La politique familiale est souvent conçue comme une aide aux familles. Imaginons que l’on conçoive la politique salariale comme une aide aux travailleurs, et nous aurons une idée de l’erreur commise. Les salariés reçoivent de l’argent parce que leurs actions sont utiles à une entreprise, une association ou une administration. En même temps, cette rémunération subvient à leurs besoins, leur permettant d’accomplir leur travail. Il y a échange entre l’organisme employeur et le salarié, chacun rend service à l’autre.
Pour les familles et la nation, il en va de même. Les personnes qui mettent des enfants au monde, les élèvent et les entretiennent rendent service à la nation ; sans procréation et sans éducation, quelques décennies plus tard notre pays se trouverait dépourvu des travailleurs nécessaires pour que son économie fonctionne et que les personnes âgées perçoivent de quoi vivre.
La politique familiale a pour but de répartir entre tous les Français les dépenses d’investissement dans la jeunesse.
Les familles pratiquent un investissement indispensable : l’investissement en capital humain. Ce facteur de production est environ 2 fois plus important que le capital traditionnel, si l’on en croit l’estimation de Stiglitz, Sen et Fitoussi dans leur rapport de 2009. L’investissement dans le capital humain n’est pas le fait des seules familles, la formation initiale (quelque 130 Md€ la financent chaque année) constitue un autre apport majeur, mais les apports des familles et de l’Éducation nationale sont complémentaires.
Considérer les prestations familiales comme étant des aides aux familles est une erreur d’analyse économique : ces prestations permettent en réalité de répartir le poids de l’investissement dans la jeunesse entre les personnes qui ont plus d’enfants que la moyenne, et celles qui en ont moins, ou qui n’en ont pas. Elles devraient faire clairement partie d’une économie d’échange, pas d’une économie de redistribution et d’assistance.
Le quotient familial, dispositif incompris en haut lieu
Une erreur d’analyse est également commise en ce qui concerne le quotient familial. Classiquement et officiellement considéré comme une aide, ce dispositif est normalement destiné à rendre l’impôt sur le revenu cohérent avec un principe de simple justice : à niveau de vie égal, taux d’imposition égal.

EXTRAITS DE DONNÉES ▸
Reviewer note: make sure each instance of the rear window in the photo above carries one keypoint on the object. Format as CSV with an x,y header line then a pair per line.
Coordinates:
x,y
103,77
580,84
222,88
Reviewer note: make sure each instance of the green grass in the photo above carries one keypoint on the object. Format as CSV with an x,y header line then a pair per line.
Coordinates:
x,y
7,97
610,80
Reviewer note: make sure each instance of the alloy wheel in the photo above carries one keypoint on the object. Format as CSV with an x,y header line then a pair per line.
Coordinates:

VOTRE OBJECTIF ▸
D'après le passage cité, combien de fois le capital humain est-il plus important que le capital traditionnel, et selon quelle estimation ?

ZONE DE RÉPONSE ▸
Environ 2 fois, selon l'estimation de Stiglitz, Sen et Fitoussi dans leur rapport de 2009.